WHAT YOU SHOULD DO:
Pick out every line below that contains the string "instance", and copy each one in full.

[start INPUT MATERIAL]

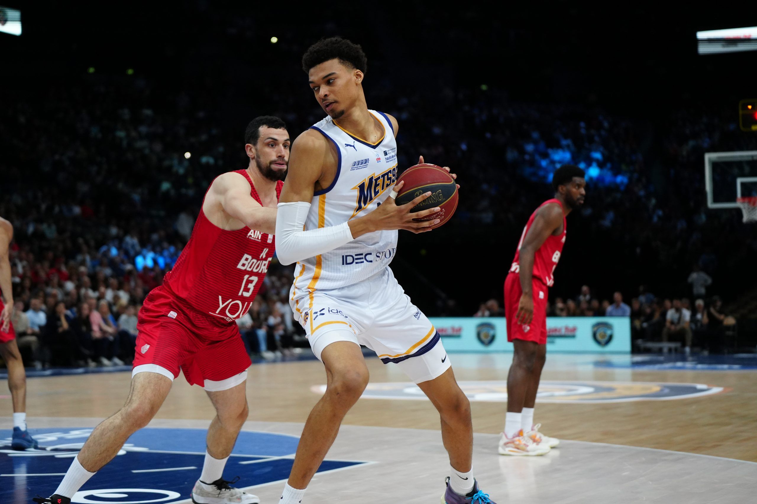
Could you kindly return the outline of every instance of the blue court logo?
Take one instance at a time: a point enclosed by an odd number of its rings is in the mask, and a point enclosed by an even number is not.
[[[497,335],[497,330],[494,324],[489,322],[483,322],[475,326],[475,335],[481,342],[481,345],[488,347],[494,342],[494,337]]]
[[[591,326],[591,335],[600,347],[607,346],[612,341],[612,324],[609,322],[597,322]]]
[[[0,502],[31,502],[51,495],[92,428],[30,429],[39,450],[10,449],[11,432],[0,431]],[[171,504],[188,499],[200,477],[207,431],[198,428],[143,428],[129,438],[113,460],[76,493],[76,504]],[[3,439],[5,438],[5,439]],[[284,481],[299,438],[270,432],[239,433],[224,471],[239,476],[240,488]],[[365,462],[324,460],[319,472]],[[253,492],[254,493],[254,492]]]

[end INPUT MATERIAL]

TASK OUTPUT:
Could you kindly return the outline of every instance of the blue court logo?
Take one instance at a time: a point enclosed by an odd number of its rings is in the mask, and a point enclosed by an even number is not.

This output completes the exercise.